TO BE DONE: Rewrite the entries below, swapping every occurrence of "encloses" for "surrounds" and leaving everything else as it is.

RECORDS:

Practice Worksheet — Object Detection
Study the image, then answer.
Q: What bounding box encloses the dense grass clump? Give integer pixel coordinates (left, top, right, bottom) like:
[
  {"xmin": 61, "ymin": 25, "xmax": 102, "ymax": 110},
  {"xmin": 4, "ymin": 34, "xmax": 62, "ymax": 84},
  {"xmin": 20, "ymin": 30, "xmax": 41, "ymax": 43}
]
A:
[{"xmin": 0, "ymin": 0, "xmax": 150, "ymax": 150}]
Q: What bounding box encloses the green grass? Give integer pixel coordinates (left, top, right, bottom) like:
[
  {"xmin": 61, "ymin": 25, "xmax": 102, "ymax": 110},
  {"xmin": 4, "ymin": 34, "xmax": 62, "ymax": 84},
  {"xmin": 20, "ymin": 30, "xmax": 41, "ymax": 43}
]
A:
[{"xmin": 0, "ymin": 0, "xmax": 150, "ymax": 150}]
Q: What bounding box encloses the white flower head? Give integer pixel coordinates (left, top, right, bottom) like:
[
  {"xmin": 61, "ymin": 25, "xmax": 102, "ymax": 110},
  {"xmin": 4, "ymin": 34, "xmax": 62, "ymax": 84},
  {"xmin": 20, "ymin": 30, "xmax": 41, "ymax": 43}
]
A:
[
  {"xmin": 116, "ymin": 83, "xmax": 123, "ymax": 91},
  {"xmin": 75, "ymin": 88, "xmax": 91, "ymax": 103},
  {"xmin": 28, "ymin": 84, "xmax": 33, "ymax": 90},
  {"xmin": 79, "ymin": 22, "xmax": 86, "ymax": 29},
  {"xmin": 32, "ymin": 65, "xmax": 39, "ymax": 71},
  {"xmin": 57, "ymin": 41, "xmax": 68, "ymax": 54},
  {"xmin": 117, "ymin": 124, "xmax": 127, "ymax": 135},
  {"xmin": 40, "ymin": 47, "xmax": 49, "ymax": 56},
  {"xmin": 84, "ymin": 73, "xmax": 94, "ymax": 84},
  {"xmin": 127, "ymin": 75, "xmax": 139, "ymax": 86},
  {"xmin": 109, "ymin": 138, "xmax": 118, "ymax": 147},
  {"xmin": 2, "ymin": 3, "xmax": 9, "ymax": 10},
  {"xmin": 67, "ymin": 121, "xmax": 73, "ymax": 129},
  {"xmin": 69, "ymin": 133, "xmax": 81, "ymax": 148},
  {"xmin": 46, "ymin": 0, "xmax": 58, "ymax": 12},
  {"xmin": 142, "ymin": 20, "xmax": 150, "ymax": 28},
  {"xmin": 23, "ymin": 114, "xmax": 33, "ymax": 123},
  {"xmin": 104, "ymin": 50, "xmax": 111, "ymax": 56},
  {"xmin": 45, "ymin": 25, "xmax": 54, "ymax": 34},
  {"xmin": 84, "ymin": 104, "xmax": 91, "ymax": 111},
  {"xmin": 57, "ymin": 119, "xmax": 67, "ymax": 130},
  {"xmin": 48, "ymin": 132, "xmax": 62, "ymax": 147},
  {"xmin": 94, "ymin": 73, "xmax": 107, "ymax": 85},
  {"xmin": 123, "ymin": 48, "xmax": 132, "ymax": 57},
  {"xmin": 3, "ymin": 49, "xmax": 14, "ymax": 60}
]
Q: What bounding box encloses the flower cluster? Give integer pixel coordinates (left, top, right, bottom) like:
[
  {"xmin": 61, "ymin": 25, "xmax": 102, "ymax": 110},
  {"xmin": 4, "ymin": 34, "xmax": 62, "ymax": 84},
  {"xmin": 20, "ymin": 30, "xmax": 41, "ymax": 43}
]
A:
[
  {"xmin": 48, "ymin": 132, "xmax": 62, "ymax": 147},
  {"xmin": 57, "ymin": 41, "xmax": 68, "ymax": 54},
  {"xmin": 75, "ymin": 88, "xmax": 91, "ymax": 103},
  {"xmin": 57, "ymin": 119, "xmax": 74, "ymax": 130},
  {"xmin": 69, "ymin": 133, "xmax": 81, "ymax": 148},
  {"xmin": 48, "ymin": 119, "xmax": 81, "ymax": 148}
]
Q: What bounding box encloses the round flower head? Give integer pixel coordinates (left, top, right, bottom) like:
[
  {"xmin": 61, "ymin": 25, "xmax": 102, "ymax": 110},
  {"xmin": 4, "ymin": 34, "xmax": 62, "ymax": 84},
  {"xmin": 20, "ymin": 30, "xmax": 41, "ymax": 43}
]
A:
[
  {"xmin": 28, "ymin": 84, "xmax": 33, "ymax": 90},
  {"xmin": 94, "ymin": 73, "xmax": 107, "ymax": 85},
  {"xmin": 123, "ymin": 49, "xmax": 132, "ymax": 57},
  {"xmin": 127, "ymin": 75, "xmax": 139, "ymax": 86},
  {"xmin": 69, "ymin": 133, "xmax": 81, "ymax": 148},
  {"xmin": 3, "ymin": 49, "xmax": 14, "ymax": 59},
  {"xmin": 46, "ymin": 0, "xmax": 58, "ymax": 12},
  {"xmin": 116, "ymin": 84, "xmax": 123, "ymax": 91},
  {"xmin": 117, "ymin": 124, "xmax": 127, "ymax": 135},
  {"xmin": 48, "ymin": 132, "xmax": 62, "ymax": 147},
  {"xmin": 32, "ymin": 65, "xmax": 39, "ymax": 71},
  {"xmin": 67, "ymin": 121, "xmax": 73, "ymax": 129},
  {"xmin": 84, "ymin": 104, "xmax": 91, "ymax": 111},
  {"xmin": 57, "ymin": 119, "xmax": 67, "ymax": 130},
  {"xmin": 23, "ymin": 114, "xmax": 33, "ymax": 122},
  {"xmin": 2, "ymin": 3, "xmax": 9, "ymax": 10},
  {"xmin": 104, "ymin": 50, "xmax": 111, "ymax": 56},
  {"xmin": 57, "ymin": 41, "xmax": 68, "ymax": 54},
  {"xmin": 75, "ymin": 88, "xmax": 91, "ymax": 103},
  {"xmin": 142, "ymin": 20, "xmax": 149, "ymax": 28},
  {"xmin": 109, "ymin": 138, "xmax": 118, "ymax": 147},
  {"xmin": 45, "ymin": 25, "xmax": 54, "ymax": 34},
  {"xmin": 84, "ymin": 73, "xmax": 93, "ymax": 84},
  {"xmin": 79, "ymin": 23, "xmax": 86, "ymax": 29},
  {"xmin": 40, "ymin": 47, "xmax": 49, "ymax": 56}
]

THE OUTPUT:
Practice Worksheet — Object Detection
Study the image, then answer.
Q: What bounding box surrounds the dense grass clump? Give integer pixel coordinates (left, top, right, bottom) like:
[
  {"xmin": 61, "ymin": 25, "xmax": 102, "ymax": 110},
  {"xmin": 4, "ymin": 34, "xmax": 62, "ymax": 84},
  {"xmin": 20, "ymin": 30, "xmax": 41, "ymax": 43}
]
A:
[{"xmin": 0, "ymin": 0, "xmax": 150, "ymax": 150}]
Q: What bounding box surrounds the green grass? Give integer pixel coordinates (left, top, right, bottom) like:
[
  {"xmin": 61, "ymin": 25, "xmax": 102, "ymax": 110},
  {"xmin": 4, "ymin": 34, "xmax": 62, "ymax": 84},
  {"xmin": 20, "ymin": 30, "xmax": 41, "ymax": 43}
]
A:
[{"xmin": 0, "ymin": 0, "xmax": 150, "ymax": 150}]
Q: What bounding box surrounds the white flower head? Give integer pixel coordinates (left, top, right, bottom) like:
[
  {"xmin": 61, "ymin": 25, "xmax": 102, "ymax": 110},
  {"xmin": 4, "ymin": 34, "xmax": 62, "ymax": 84},
  {"xmin": 20, "ymin": 30, "xmax": 41, "ymax": 43}
]
A:
[
  {"xmin": 116, "ymin": 83, "xmax": 123, "ymax": 91},
  {"xmin": 75, "ymin": 88, "xmax": 91, "ymax": 103},
  {"xmin": 28, "ymin": 84, "xmax": 33, "ymax": 90},
  {"xmin": 79, "ymin": 22, "xmax": 86, "ymax": 29},
  {"xmin": 32, "ymin": 65, "xmax": 39, "ymax": 71},
  {"xmin": 57, "ymin": 41, "xmax": 68, "ymax": 54},
  {"xmin": 117, "ymin": 124, "xmax": 127, "ymax": 135},
  {"xmin": 40, "ymin": 47, "xmax": 49, "ymax": 56},
  {"xmin": 84, "ymin": 73, "xmax": 94, "ymax": 84},
  {"xmin": 127, "ymin": 75, "xmax": 139, "ymax": 86},
  {"xmin": 109, "ymin": 138, "xmax": 118, "ymax": 147},
  {"xmin": 2, "ymin": 3, "xmax": 9, "ymax": 10},
  {"xmin": 67, "ymin": 121, "xmax": 73, "ymax": 129},
  {"xmin": 69, "ymin": 133, "xmax": 81, "ymax": 148},
  {"xmin": 46, "ymin": 0, "xmax": 58, "ymax": 12},
  {"xmin": 142, "ymin": 20, "xmax": 150, "ymax": 28},
  {"xmin": 23, "ymin": 114, "xmax": 33, "ymax": 123},
  {"xmin": 104, "ymin": 50, "xmax": 111, "ymax": 56},
  {"xmin": 45, "ymin": 25, "xmax": 54, "ymax": 34},
  {"xmin": 84, "ymin": 104, "xmax": 91, "ymax": 111},
  {"xmin": 57, "ymin": 119, "xmax": 67, "ymax": 130},
  {"xmin": 48, "ymin": 132, "xmax": 62, "ymax": 147},
  {"xmin": 94, "ymin": 73, "xmax": 107, "ymax": 85},
  {"xmin": 123, "ymin": 48, "xmax": 132, "ymax": 57},
  {"xmin": 3, "ymin": 49, "xmax": 14, "ymax": 60}
]
Q: What bounding box surrounds the flower cluster? Give integer pixel coordinates (left, top, right, bottom) like:
[
  {"xmin": 61, "ymin": 25, "xmax": 102, "ymax": 110},
  {"xmin": 4, "ymin": 34, "xmax": 62, "ymax": 84},
  {"xmin": 20, "ymin": 30, "xmax": 41, "ymax": 43}
]
A:
[
  {"xmin": 48, "ymin": 132, "xmax": 62, "ymax": 147},
  {"xmin": 57, "ymin": 41, "xmax": 68, "ymax": 54},
  {"xmin": 75, "ymin": 88, "xmax": 91, "ymax": 103},
  {"xmin": 57, "ymin": 119, "xmax": 74, "ymax": 130},
  {"xmin": 69, "ymin": 133, "xmax": 81, "ymax": 148},
  {"xmin": 48, "ymin": 119, "xmax": 81, "ymax": 148}
]
Q: What bounding box surrounds the round flower head? Give integer pixel coordinates (left, top, right, bottom) like:
[
  {"xmin": 61, "ymin": 25, "xmax": 102, "ymax": 110},
  {"xmin": 4, "ymin": 34, "xmax": 62, "ymax": 84},
  {"xmin": 20, "ymin": 30, "xmax": 41, "ymax": 43}
]
A:
[
  {"xmin": 28, "ymin": 84, "xmax": 33, "ymax": 90},
  {"xmin": 94, "ymin": 73, "xmax": 107, "ymax": 85},
  {"xmin": 123, "ymin": 49, "xmax": 132, "ymax": 57},
  {"xmin": 127, "ymin": 75, "xmax": 139, "ymax": 86},
  {"xmin": 69, "ymin": 133, "xmax": 81, "ymax": 148},
  {"xmin": 3, "ymin": 49, "xmax": 14, "ymax": 59},
  {"xmin": 46, "ymin": 0, "xmax": 58, "ymax": 12},
  {"xmin": 116, "ymin": 84, "xmax": 123, "ymax": 91},
  {"xmin": 117, "ymin": 124, "xmax": 127, "ymax": 135},
  {"xmin": 48, "ymin": 132, "xmax": 62, "ymax": 147},
  {"xmin": 32, "ymin": 65, "xmax": 39, "ymax": 71},
  {"xmin": 67, "ymin": 121, "xmax": 73, "ymax": 129},
  {"xmin": 84, "ymin": 104, "xmax": 91, "ymax": 111},
  {"xmin": 57, "ymin": 119, "xmax": 67, "ymax": 130},
  {"xmin": 23, "ymin": 114, "xmax": 33, "ymax": 122},
  {"xmin": 2, "ymin": 3, "xmax": 9, "ymax": 10},
  {"xmin": 104, "ymin": 50, "xmax": 111, "ymax": 56},
  {"xmin": 57, "ymin": 41, "xmax": 68, "ymax": 54},
  {"xmin": 75, "ymin": 88, "xmax": 91, "ymax": 103},
  {"xmin": 142, "ymin": 20, "xmax": 149, "ymax": 28},
  {"xmin": 109, "ymin": 138, "xmax": 118, "ymax": 147},
  {"xmin": 45, "ymin": 25, "xmax": 54, "ymax": 34},
  {"xmin": 84, "ymin": 73, "xmax": 93, "ymax": 84},
  {"xmin": 79, "ymin": 23, "xmax": 86, "ymax": 29},
  {"xmin": 40, "ymin": 47, "xmax": 49, "ymax": 56}
]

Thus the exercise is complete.